**Exercise directions**
In the forum thread on Australian gun control, what job did the writer's boss hold before becoming Global CTO?

**Text segment**
My company is home based in Australia and our Global CTO, my boss, is in Australia. The guy's previous job was the equivalent of a CIO/CTO for the entire AU military. Figured the guy would be a gun guy as he was very pro military. Yeah, that wasn't the case. He was super anti gun. He thought it was the best thing when they took guns away in AU, thinks our 2A is the stupidest law ever and that gun owners should be ashamed for trying to keep their guns in the US.

Needless to say I've hated the guy since that day......
 
If a person is so smitten with Australian Gun control I suggest to them a permanent residence in Australia would be the answer.
 
Their dirty little secret is that since that law passed and the confiscations, violent person on person crime has skyrocketed.
Rape
Robbery
Home invasions.
The guns went but the scumbags didn't go anywhere.. now they know the likelihood of getting your ass shot by a private citizen is next to nill , it's game on.
 
Their dirty little secret is that since that law passed and the confiscations, violent person on person crime has skyrocketed.
Rape
Robbery
Home invasions.
The guns went but the scumbags didn't go anywhere.. now they know the likelihood of getting your ass shot by a private citizen is next to nill , it's game on.

Source?
 
Their entire population at the time was what, maybe twice the population of NYC? It's not really reasonable to compare the two countries because of cultural, geographical, and logistical differences that effect how a "gun ban" would be enforced.
 

It's been posted here before , plus personal accounts of my Aussie neighbor and a guy I worked with.
They gtfo .
It's way worst than the govt. there will admit and the stats get heavily fudged just like England got caught doing.

**Listed entries**
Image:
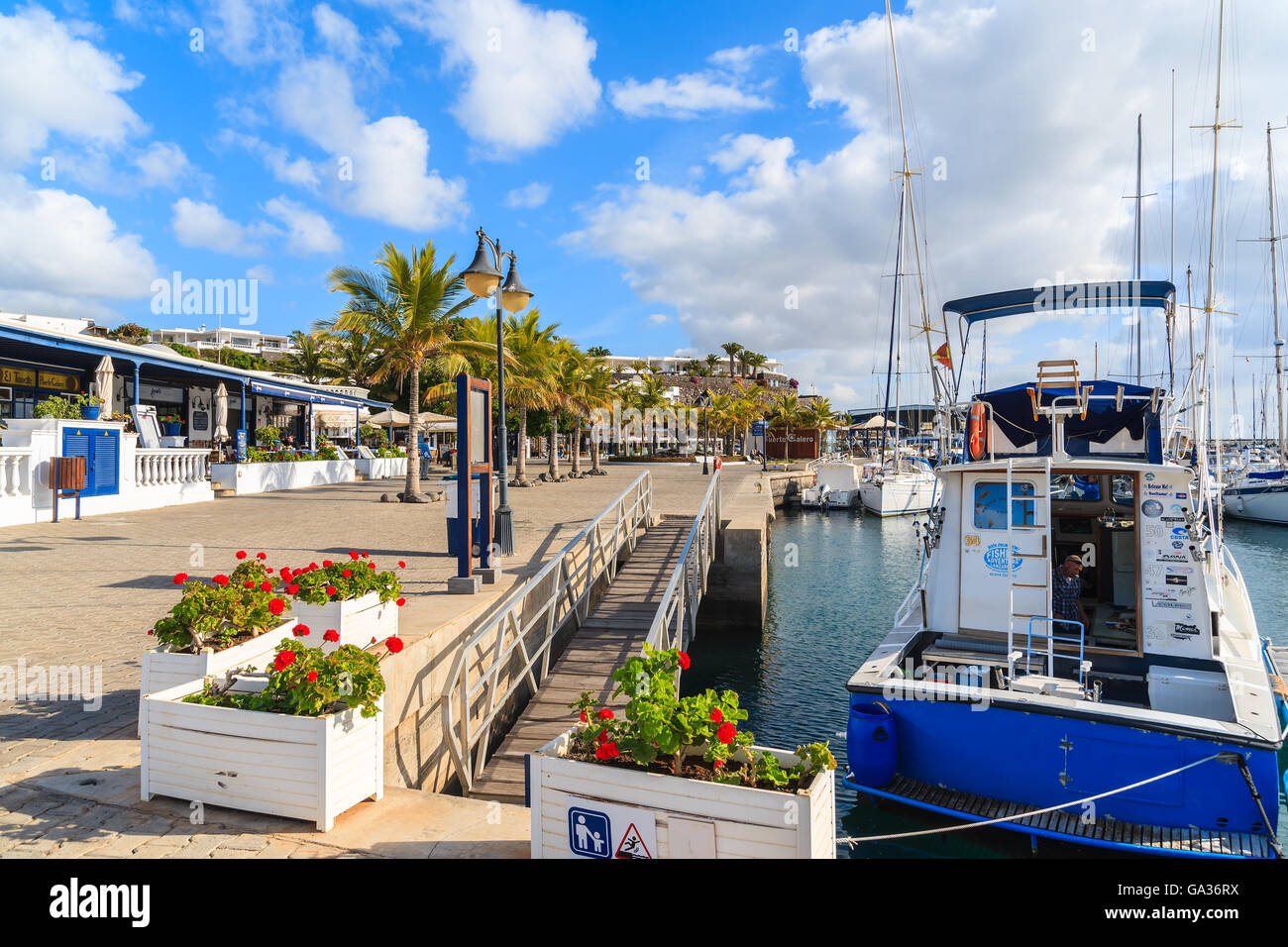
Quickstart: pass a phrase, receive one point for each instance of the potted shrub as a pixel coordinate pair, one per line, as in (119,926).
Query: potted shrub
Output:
(303,740)
(351,596)
(232,621)
(89,406)
(692,779)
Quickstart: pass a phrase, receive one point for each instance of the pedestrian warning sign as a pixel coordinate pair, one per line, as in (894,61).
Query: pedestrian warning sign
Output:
(601,830)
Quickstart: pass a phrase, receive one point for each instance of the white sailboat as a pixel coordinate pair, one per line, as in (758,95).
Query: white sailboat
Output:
(1260,491)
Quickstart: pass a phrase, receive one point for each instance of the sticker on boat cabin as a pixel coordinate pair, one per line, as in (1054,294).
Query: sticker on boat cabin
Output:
(600,830)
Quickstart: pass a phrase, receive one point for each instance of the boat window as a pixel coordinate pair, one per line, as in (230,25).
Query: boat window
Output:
(1076,487)
(1125,488)
(991,505)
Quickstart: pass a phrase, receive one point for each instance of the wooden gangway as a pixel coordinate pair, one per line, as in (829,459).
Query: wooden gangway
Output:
(647,575)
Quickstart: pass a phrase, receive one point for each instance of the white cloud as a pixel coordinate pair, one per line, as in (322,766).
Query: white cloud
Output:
(204,226)
(54,81)
(527,71)
(308,231)
(250,33)
(684,97)
(1026,145)
(528,196)
(59,247)
(381,166)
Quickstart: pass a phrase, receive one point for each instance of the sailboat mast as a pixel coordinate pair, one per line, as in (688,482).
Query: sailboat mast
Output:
(1138,326)
(1274,295)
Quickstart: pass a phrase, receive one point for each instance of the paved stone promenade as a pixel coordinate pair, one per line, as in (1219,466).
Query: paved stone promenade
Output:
(84,592)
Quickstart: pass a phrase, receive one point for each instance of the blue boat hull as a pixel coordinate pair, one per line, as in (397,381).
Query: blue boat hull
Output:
(1044,759)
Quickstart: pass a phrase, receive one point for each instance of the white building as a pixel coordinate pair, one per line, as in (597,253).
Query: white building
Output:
(248,341)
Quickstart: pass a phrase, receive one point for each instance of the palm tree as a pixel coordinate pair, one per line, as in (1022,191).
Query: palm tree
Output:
(786,412)
(312,360)
(406,308)
(651,398)
(732,350)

**Response**
The equivalent of a CIO/CTO for the entire AU military.